--- begin ---

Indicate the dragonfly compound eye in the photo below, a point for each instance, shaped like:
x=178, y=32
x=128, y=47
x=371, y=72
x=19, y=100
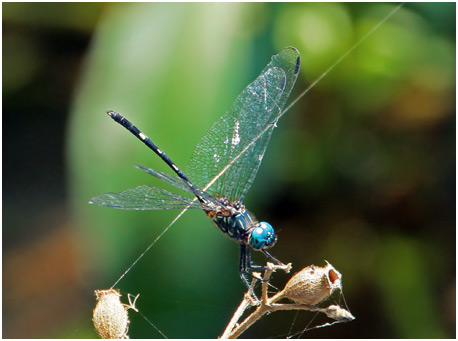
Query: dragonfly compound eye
x=262, y=236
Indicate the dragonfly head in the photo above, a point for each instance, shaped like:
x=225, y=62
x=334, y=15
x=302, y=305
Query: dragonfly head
x=262, y=236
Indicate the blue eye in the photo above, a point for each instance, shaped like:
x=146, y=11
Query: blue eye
x=262, y=236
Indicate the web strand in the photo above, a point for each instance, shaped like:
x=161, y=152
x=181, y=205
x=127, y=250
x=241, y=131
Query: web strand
x=268, y=127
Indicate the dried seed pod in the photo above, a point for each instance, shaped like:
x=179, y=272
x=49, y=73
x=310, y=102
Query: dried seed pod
x=312, y=284
x=110, y=317
x=339, y=314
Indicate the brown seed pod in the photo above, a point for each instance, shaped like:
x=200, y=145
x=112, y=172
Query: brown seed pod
x=110, y=317
x=312, y=284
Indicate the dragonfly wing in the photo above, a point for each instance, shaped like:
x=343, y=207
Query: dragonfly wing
x=240, y=137
x=145, y=198
x=173, y=180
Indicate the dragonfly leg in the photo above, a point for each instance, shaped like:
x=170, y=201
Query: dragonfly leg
x=245, y=266
x=272, y=258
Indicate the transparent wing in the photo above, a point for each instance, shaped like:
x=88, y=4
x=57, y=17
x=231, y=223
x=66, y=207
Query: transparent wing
x=240, y=137
x=173, y=180
x=144, y=198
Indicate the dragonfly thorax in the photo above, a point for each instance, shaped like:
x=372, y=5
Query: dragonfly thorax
x=232, y=219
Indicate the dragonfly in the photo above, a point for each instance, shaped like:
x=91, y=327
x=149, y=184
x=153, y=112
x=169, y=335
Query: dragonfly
x=224, y=163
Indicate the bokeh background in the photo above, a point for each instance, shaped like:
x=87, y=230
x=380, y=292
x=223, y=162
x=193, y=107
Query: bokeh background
x=360, y=172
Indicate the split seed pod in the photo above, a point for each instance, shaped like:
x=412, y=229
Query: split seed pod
x=312, y=285
x=110, y=317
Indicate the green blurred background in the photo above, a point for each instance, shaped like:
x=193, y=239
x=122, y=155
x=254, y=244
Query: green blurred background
x=360, y=172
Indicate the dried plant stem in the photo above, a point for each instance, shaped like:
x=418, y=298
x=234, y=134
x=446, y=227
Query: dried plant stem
x=267, y=305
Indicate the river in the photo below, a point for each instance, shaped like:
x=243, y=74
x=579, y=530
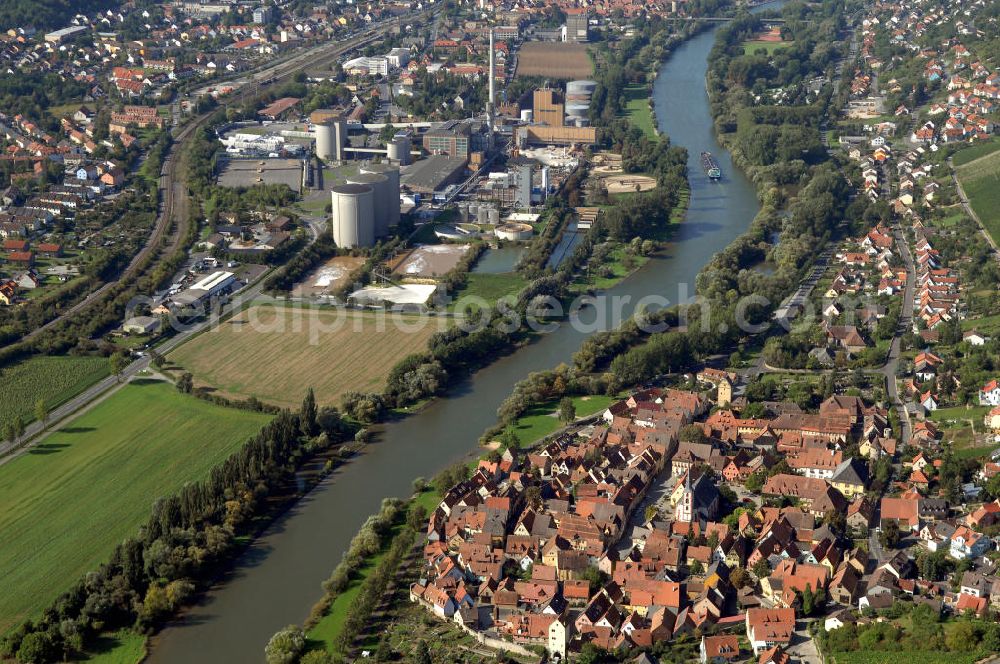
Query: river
x=278, y=578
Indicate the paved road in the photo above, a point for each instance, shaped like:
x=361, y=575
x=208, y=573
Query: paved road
x=174, y=199
x=803, y=647
x=105, y=387
x=891, y=367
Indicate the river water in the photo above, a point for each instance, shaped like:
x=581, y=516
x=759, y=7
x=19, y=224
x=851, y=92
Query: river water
x=278, y=578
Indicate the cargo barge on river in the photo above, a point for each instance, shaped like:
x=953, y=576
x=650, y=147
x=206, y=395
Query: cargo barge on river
x=711, y=166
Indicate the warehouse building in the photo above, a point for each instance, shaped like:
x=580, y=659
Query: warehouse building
x=433, y=174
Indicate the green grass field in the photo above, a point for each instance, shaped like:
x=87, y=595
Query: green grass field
x=752, y=45
x=965, y=155
x=120, y=648
x=490, y=287
x=637, y=108
x=981, y=181
x=975, y=413
x=988, y=325
x=55, y=379
x=541, y=420
x=73, y=497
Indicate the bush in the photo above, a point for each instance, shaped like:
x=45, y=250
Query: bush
x=285, y=646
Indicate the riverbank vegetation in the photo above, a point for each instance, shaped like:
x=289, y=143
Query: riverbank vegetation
x=914, y=631
x=74, y=496
x=804, y=198
x=190, y=534
x=357, y=586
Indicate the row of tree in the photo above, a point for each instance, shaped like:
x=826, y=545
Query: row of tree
x=188, y=536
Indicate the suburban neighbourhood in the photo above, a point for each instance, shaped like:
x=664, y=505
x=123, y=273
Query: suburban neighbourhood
x=690, y=309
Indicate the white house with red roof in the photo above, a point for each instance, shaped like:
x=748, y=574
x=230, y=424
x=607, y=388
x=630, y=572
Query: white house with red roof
x=989, y=395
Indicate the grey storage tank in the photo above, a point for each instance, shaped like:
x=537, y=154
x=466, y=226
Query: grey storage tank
x=398, y=149
x=353, y=215
x=380, y=186
x=331, y=137
x=390, y=172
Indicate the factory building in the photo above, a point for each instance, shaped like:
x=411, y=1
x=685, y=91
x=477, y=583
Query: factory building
x=527, y=135
x=456, y=138
x=398, y=57
x=367, y=66
x=391, y=173
x=434, y=173
x=331, y=138
x=215, y=284
x=548, y=107
x=522, y=185
x=398, y=149
x=382, y=194
x=353, y=215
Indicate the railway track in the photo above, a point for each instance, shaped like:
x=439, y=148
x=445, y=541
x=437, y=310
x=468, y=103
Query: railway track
x=173, y=193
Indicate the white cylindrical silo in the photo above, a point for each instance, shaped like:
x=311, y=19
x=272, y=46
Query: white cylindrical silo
x=391, y=173
x=353, y=215
x=380, y=186
x=398, y=149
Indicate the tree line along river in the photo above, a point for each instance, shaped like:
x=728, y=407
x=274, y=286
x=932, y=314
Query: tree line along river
x=278, y=578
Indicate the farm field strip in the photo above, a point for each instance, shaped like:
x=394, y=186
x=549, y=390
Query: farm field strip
x=72, y=498
x=554, y=60
x=981, y=181
x=277, y=367
x=54, y=379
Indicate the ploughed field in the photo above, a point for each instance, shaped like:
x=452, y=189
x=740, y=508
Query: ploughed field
x=67, y=502
x=53, y=379
x=277, y=353
x=554, y=60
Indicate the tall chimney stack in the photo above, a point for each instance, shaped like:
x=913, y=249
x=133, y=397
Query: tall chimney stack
x=492, y=109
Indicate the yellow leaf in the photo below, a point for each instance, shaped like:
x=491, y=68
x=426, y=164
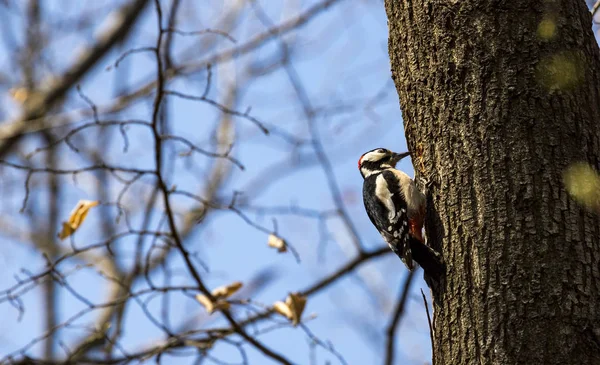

--- end ---

• _Short problem_
Put the lines as a JSON list of strings, one per line with blank lines omitted, starting at the line containing "Indicate the farm" and ending with the line containing "x=54, y=379".

• _Solution below_
[
  "Indicate the farm field strip in the photo above, a point for each instance, shaped like:",
  "x=394, y=186",
  "x=549, y=390",
  "Query: farm field strip",
  "x=72, y=498",
  "x=554, y=60",
  "x=981, y=181",
  "x=277, y=367",
  "x=54, y=379"
]